Recorded data:
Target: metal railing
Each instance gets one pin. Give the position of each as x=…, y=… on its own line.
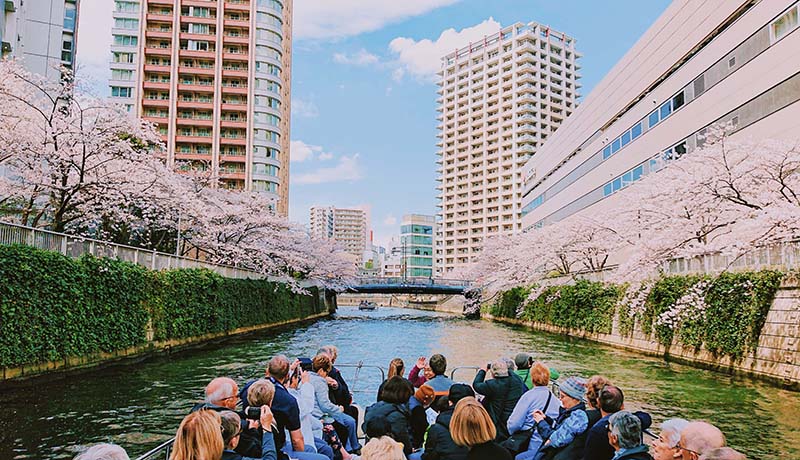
x=161, y=452
x=76, y=246
x=413, y=281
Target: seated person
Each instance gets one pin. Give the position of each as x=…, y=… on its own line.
x=232, y=429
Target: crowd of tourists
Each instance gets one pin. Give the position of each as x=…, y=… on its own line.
x=513, y=409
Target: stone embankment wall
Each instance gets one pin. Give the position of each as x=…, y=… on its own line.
x=776, y=359
x=447, y=304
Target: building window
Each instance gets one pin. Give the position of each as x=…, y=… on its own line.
x=784, y=24
x=69, y=16
x=120, y=91
x=122, y=23
x=126, y=40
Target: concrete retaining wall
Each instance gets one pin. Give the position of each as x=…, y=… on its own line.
x=777, y=358
x=27, y=374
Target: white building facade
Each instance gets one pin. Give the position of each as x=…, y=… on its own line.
x=41, y=33
x=418, y=242
x=703, y=62
x=348, y=227
x=500, y=99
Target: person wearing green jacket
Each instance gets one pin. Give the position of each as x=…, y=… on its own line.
x=524, y=361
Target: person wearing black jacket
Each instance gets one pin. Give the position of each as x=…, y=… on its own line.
x=393, y=409
x=439, y=445
x=611, y=401
x=501, y=394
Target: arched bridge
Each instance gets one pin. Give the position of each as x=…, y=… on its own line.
x=409, y=285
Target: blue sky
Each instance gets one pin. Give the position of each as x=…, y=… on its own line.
x=363, y=90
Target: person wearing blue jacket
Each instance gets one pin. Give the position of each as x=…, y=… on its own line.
x=571, y=422
x=232, y=428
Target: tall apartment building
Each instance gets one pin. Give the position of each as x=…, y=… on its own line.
x=348, y=227
x=41, y=33
x=214, y=75
x=499, y=100
x=702, y=62
x=417, y=237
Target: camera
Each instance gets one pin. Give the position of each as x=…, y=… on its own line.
x=305, y=364
x=252, y=412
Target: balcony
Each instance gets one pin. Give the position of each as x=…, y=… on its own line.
x=242, y=90
x=197, y=88
x=208, y=122
x=232, y=140
x=233, y=5
x=242, y=124
x=242, y=57
x=155, y=85
x=242, y=73
x=210, y=54
x=195, y=104
x=237, y=39
x=159, y=18
x=196, y=70
x=198, y=20
x=152, y=51
x=158, y=33
x=236, y=22
x=194, y=139
x=156, y=68
x=155, y=102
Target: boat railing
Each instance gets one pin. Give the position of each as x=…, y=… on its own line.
x=161, y=452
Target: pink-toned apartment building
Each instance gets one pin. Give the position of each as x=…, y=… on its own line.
x=214, y=75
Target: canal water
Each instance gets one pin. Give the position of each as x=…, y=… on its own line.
x=140, y=405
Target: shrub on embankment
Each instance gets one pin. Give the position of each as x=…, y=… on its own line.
x=53, y=307
x=723, y=314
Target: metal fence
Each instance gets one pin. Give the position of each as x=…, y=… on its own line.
x=76, y=246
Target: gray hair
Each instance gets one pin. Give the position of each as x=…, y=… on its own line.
x=723, y=453
x=499, y=367
x=671, y=430
x=627, y=428
x=103, y=452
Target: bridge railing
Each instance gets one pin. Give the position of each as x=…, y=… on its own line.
x=412, y=281
x=76, y=246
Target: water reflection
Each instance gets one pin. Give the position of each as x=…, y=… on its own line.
x=140, y=405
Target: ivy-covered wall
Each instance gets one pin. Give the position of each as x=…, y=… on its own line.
x=722, y=314
x=53, y=307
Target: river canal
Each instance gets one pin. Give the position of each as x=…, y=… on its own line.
x=140, y=405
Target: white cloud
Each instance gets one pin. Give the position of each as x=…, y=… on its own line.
x=347, y=169
x=360, y=58
x=94, y=46
x=299, y=151
x=304, y=108
x=423, y=58
x=326, y=19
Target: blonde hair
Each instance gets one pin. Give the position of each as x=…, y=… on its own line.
x=396, y=367
x=199, y=437
x=261, y=393
x=383, y=448
x=540, y=374
x=471, y=424
x=594, y=385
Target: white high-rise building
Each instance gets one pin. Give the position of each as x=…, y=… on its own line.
x=702, y=63
x=41, y=33
x=347, y=227
x=215, y=78
x=500, y=99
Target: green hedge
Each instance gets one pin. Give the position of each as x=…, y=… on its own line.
x=53, y=307
x=737, y=305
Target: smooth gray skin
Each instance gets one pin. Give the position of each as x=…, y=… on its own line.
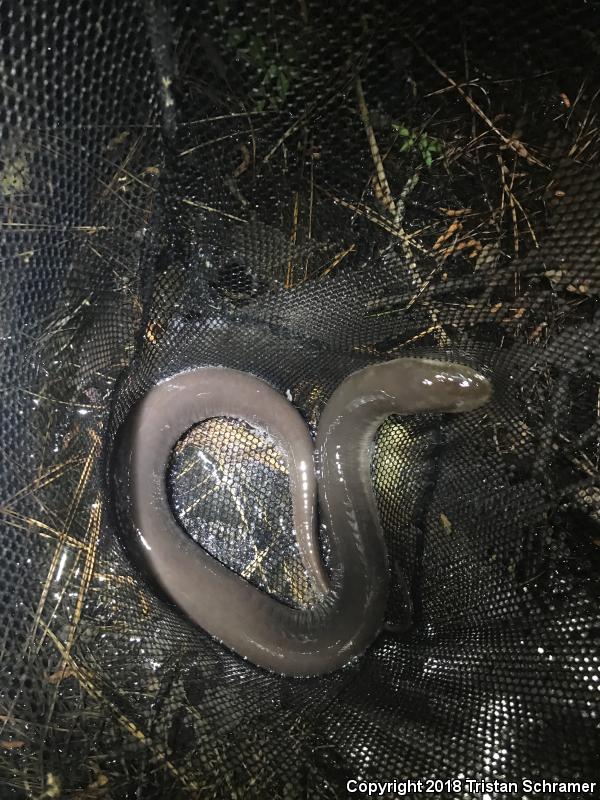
x=351, y=608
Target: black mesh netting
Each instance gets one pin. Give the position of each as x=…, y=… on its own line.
x=297, y=190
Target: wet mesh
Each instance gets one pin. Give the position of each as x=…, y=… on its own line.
x=298, y=190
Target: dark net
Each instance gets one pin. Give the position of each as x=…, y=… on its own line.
x=298, y=190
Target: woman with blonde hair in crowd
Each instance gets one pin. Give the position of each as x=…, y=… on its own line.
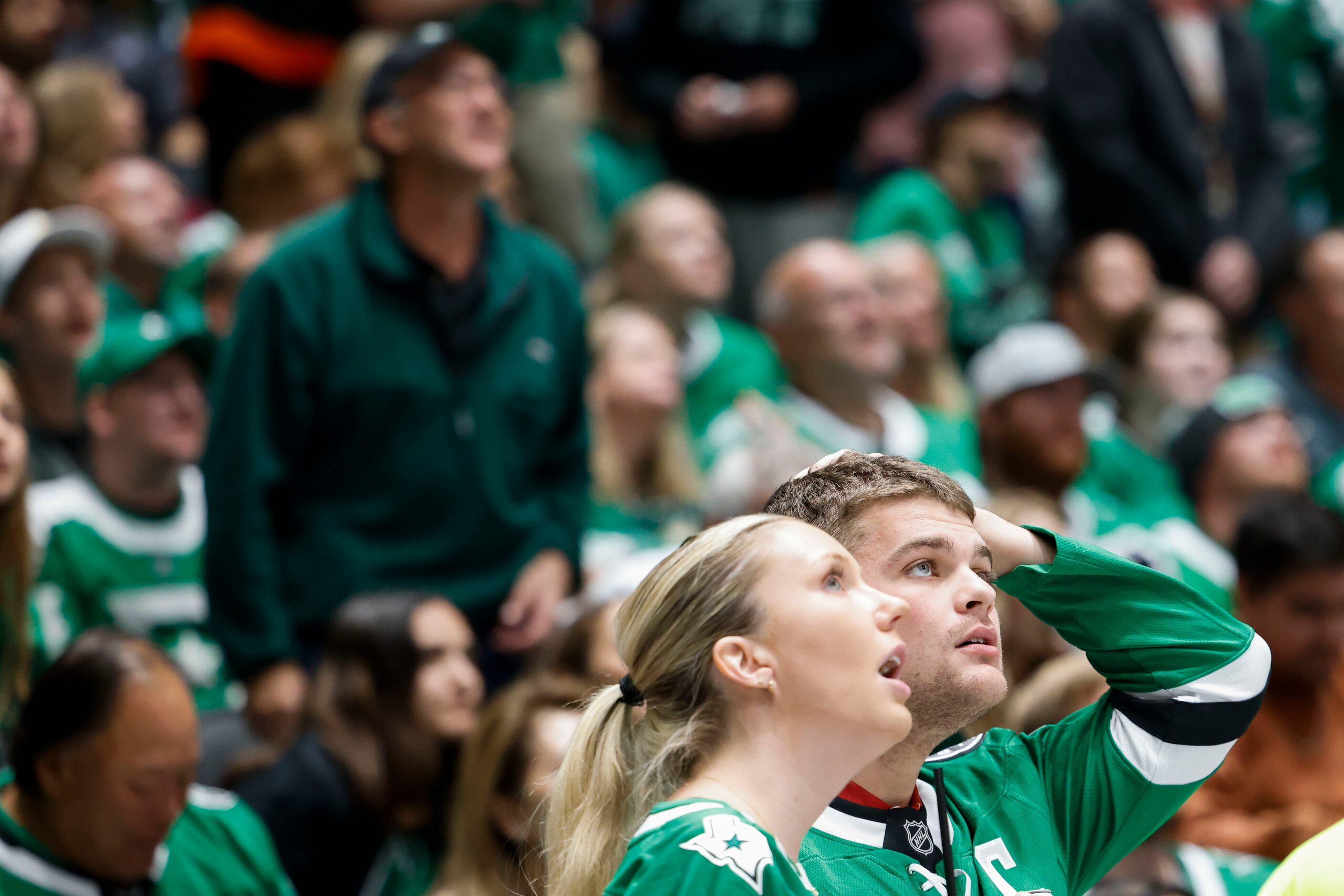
x=89, y=117
x=18, y=146
x=507, y=771
x=764, y=674
x=15, y=552
x=646, y=484
x=906, y=274
x=670, y=256
x=287, y=171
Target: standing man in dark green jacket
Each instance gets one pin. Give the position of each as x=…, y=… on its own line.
x=401, y=401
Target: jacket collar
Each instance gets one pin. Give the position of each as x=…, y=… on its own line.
x=386, y=256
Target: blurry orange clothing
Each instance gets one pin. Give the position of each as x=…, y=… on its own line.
x=1282, y=782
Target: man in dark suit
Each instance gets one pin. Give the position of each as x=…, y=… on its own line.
x=1156, y=112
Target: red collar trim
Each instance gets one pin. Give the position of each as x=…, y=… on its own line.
x=857, y=794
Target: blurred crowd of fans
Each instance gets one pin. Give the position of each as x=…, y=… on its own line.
x=365, y=354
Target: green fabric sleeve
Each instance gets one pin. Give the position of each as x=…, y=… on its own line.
x=262, y=409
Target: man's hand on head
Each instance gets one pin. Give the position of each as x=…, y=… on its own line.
x=1011, y=544
x=529, y=615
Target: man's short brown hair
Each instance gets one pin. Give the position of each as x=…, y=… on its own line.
x=834, y=498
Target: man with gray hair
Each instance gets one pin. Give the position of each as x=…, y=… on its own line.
x=98, y=796
x=838, y=343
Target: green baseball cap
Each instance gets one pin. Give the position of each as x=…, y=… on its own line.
x=132, y=343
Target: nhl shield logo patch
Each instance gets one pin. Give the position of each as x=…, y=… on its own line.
x=920, y=839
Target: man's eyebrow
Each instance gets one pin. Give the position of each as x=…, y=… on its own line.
x=936, y=543
x=933, y=542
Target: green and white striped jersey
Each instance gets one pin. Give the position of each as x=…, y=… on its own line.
x=218, y=847
x=1054, y=811
x=104, y=566
x=706, y=848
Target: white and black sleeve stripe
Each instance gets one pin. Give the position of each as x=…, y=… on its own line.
x=1182, y=735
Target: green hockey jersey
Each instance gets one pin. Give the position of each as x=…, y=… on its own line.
x=104, y=566
x=1054, y=811
x=217, y=848
x=704, y=848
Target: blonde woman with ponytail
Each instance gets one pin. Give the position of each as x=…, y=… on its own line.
x=764, y=674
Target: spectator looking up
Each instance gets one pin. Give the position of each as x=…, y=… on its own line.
x=646, y=483
x=98, y=797
x=123, y=544
x=838, y=343
x=508, y=765
x=1281, y=782
x=15, y=554
x=89, y=117
x=148, y=210
x=50, y=312
x=1156, y=113
x=906, y=274
x=462, y=464
x=955, y=203
x=761, y=106
x=1239, y=445
x=394, y=694
x=527, y=41
x=1176, y=355
x=18, y=146
x=1311, y=371
x=30, y=32
x=1100, y=287
x=671, y=257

*YOUR OBJECTIVE*: Quote every line from the line containing "Target: white and black sleeve stripe" through the closing line of the listing, including both.

*EXERCISE ANSWER*:
Target: white and black sleeve stripe
Each instance gets one pin. Give the position of each as x=…, y=… on its own line.
x=1182, y=735
Target: green hockey jersey
Each instance gets one pin. Give the position of each as x=…, y=… on its own line.
x=104, y=566
x=1054, y=811
x=217, y=848
x=704, y=848
Target: blonde woman with ponytail
Each instance gets one pin. Give the position of each as x=…, y=… on its own line.
x=764, y=674
Target: spectator looking up
Each instance gets one pin. Give the position of each as x=…, y=… on its own line.
x=646, y=483
x=98, y=797
x=123, y=544
x=838, y=343
x=508, y=765
x=1281, y=782
x=15, y=554
x=89, y=117
x=148, y=210
x=50, y=312
x=1156, y=113
x=906, y=274
x=462, y=464
x=955, y=203
x=761, y=106
x=1239, y=445
x=394, y=694
x=527, y=41
x=1176, y=355
x=18, y=146
x=1311, y=371
x=30, y=32
x=1100, y=287
x=671, y=257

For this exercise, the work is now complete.